- _Required work_
For this exercise, output the entries below exactly from the line that holds "Outline every instance of the dog's mouth" to the line that holds "the purple leash.", both ends included. No pictures belong in the copy.

- _Data to use_
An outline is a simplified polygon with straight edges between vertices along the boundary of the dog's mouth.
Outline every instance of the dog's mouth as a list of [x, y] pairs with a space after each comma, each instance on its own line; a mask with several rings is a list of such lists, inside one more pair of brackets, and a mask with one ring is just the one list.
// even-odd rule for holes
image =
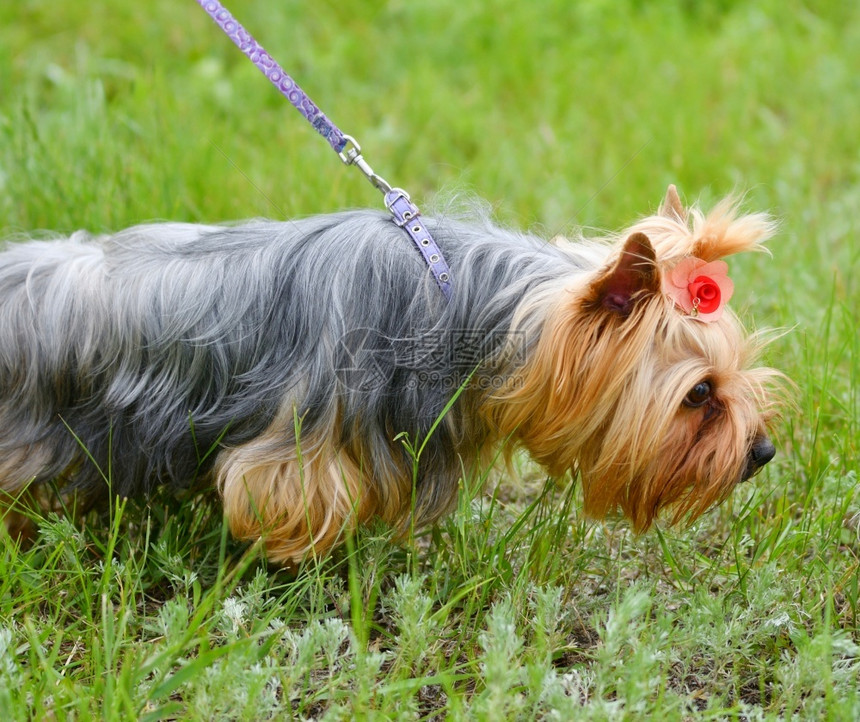
[[776, 447], [764, 434], [757, 436], [747, 452], [747, 463], [741, 481], [749, 481], [776, 455]]

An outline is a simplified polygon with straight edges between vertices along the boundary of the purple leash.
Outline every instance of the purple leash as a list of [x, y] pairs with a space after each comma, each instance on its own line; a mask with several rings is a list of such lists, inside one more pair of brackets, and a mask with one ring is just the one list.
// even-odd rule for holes
[[421, 212], [410, 199], [409, 194], [400, 189], [392, 188], [382, 177], [373, 172], [361, 156], [361, 146], [355, 138], [342, 133], [320, 109], [313, 103], [308, 95], [299, 87], [284, 69], [278, 65], [275, 59], [269, 55], [263, 47], [251, 37], [230, 12], [216, 0], [197, 0], [209, 16], [218, 24], [236, 46], [250, 61], [257, 66], [269, 82], [298, 110], [316, 131], [325, 138], [329, 145], [340, 156], [346, 165], [357, 166], [364, 173], [373, 186], [385, 196], [385, 207], [394, 216], [394, 222], [400, 226], [421, 252], [430, 272], [436, 279], [436, 283], [442, 290], [446, 299], [451, 298], [451, 269], [448, 267], [445, 257], [433, 236], [427, 230], [421, 220]]

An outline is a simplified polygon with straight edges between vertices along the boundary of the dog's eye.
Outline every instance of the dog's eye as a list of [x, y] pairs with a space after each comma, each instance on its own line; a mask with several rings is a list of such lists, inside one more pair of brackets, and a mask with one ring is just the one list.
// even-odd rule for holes
[[711, 398], [711, 384], [708, 381], [700, 381], [687, 394], [684, 399], [684, 406], [689, 406], [691, 409], [697, 409], [704, 406]]

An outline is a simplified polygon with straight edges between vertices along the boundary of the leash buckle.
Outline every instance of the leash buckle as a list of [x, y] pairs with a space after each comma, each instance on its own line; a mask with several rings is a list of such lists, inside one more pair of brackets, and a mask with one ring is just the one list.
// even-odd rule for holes
[[351, 135], [346, 135], [345, 133], [343, 139], [346, 141], [346, 144], [343, 146], [343, 149], [338, 152], [340, 159], [346, 165], [356, 166], [362, 173], [364, 173], [367, 180], [369, 180], [373, 184], [373, 187], [378, 191], [381, 193], [388, 193], [391, 190], [391, 186], [382, 176], [373, 172], [373, 168], [370, 167], [368, 162], [361, 155], [361, 146], [358, 144], [358, 141]]

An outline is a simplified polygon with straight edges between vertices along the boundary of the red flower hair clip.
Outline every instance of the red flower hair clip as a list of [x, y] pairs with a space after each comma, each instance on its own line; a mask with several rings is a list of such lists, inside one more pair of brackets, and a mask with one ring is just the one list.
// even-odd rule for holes
[[725, 261], [685, 258], [663, 276], [663, 292], [690, 317], [710, 323], [723, 315], [734, 293]]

- _Written answer_
Outline every instance of the dog's mouth as a list of [x, y] pairs with a space after each comma, each instance on its own line; a mask with several rings is a list of such lists, inside one more pair of brackets, and a mask with one ring is just the one list.
// even-odd rule for holes
image =
[[776, 447], [764, 434], [757, 436], [747, 452], [747, 463], [741, 481], [749, 481], [776, 455]]

An outline is a simplified polygon with straight edges between vertices along the boundary of the purple leash.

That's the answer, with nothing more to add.